Instruções do exercício —
• 1. Resuma em duas frases o texto sobre a escola de equitação.
• 2. Segundo o texto sobre a escola de equitação, quem foi proibido de entrar na cerimónia?
• 3. Escreva a continuação do texto sobre a escola de equitação a partir da última frase apresentada.

Recebi ontem, como um coice, a notícia de que o
demitido primeiro-ministro, Pedro Santana Lopes
assinou um protocolo para a instalação na sede do
Instituto Português de Arqueologia de uma escola de
equitação. A cerimónia decorreu na presença de
numerosas individualidades, mas os jornalistas foram
proibidos de entrar.
Misturar política cultural com cavalgaduras é
chocante, mas não constitui, infelizmente, grande
surpresa no actual panorama político português.

Informação apresentada —
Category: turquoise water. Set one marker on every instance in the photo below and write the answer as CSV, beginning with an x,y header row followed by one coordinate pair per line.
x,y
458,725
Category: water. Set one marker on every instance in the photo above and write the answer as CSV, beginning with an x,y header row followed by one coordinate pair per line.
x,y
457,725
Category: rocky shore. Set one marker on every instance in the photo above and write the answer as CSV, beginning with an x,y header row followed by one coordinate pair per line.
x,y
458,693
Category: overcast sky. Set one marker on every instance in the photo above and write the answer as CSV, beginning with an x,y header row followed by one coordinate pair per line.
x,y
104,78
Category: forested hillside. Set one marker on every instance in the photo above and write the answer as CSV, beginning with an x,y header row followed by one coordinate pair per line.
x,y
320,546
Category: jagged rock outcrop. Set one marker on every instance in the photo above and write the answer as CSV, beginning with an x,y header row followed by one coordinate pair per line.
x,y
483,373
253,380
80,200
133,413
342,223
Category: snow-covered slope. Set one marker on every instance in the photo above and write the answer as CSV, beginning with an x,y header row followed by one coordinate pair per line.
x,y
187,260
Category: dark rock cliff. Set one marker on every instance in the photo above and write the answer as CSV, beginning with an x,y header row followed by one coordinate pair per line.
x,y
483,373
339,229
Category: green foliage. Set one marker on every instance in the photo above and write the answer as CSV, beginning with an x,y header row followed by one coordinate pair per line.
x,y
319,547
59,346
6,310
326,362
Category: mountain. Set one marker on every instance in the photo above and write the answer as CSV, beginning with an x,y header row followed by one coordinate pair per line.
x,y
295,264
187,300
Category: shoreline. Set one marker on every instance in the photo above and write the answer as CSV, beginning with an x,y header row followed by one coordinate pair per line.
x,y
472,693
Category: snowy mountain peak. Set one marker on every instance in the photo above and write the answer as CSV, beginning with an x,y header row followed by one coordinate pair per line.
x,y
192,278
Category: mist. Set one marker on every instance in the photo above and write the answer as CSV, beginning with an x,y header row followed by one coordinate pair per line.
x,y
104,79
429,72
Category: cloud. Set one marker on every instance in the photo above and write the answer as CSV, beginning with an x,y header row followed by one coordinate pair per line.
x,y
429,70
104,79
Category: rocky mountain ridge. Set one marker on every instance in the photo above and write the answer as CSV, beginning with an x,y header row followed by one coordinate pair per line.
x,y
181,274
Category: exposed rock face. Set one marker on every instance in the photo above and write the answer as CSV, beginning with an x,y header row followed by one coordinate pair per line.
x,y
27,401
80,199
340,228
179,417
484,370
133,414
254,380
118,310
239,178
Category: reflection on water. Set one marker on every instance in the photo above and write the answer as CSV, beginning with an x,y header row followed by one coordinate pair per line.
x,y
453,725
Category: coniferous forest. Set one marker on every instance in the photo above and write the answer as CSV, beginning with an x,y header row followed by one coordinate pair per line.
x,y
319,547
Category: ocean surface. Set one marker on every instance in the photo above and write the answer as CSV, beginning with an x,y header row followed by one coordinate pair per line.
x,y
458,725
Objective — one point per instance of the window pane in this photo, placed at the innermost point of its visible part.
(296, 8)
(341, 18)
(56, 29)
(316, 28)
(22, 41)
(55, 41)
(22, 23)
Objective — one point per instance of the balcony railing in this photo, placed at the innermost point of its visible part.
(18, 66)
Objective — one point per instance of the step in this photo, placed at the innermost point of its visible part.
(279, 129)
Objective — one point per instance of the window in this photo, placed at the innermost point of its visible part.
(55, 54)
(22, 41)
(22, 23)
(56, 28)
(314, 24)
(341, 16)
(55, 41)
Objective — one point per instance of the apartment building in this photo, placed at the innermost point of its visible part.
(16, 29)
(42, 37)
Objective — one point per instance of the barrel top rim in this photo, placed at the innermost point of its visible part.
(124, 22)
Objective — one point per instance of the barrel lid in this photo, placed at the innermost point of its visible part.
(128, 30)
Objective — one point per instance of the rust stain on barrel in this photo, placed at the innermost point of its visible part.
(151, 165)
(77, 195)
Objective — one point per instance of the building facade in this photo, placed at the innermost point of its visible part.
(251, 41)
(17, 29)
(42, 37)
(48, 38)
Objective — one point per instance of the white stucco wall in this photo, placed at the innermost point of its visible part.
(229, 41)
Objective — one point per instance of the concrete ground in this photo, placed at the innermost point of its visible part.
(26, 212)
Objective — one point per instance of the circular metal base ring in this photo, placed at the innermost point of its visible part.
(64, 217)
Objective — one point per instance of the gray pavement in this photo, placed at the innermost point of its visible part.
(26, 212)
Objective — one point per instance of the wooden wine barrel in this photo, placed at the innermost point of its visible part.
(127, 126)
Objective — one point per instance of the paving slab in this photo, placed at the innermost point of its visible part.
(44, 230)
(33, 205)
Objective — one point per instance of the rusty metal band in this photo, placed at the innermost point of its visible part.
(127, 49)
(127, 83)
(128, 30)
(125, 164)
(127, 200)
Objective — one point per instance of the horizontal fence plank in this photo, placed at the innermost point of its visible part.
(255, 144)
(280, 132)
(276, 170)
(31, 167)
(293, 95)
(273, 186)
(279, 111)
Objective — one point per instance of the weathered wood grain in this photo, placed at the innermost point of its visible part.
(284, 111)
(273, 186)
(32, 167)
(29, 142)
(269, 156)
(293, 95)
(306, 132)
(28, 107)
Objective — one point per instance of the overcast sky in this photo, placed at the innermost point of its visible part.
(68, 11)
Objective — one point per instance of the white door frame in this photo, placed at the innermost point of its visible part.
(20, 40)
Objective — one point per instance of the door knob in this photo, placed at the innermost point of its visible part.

Respostas —
• 1. O texto relata, como um coice, a notícia de que o primeiro-ministro demitido, Pedro Santana Lopes, assinou um protocolo para instalar uma escola de equitação na sede do Instituto Português de Arqueologia. A cerimónia contou com numerosas individualidades, mas os jornalistas foram proibidos de entrar, e misturar política cultural com cavalgaduras é considerado chocante, embora não seja grande surpresa no atual panorama político português.

• 2. Os jornalistas.

• 3.
Quando Durão Barroso assumiu a chefia do governo, uma
das primeiras medidas anunciadas pelo seu Ministro da
Cultura foi a fusão IPA / IPPAR. O governo estava
então em pleno afã dietético, já que o emagrecimento
do estado era a tarefa número um decretada pela
ministra das finanças. Mas cedo Pedro Roseta se
apercebeu de que a fusão não eximia o estado das suas
obrigações legais em matéria de salvaguarda do
património e que uma reformulação do IPPAR no sentido
de este reabsorver a tutela sobre as intervenções
arqueológicas e assumir a gestão integrada dos dois
patrimónios saía mais cara do que deixar estar tudo
como dantes. Partidários das teorias da conspiração
afiançavam que os motivos secretos da anunciada fusão
eram os lobbies das autarquias, sempre incomodadas com
os entraves que o IPPAR punha à livre proliferação de
mamarrachos pelo Portugal profundo, e dos empreiteiros
(o famoso lobby do betão). Corroborando estas teses
conspirativas, o primeiro borrão de lei orgânica para
o novo instituto a surgir da fusão ?esquecia?
despudoradamente a possibilidade de embargo
administrativo actualmente prevista para o IPPAR.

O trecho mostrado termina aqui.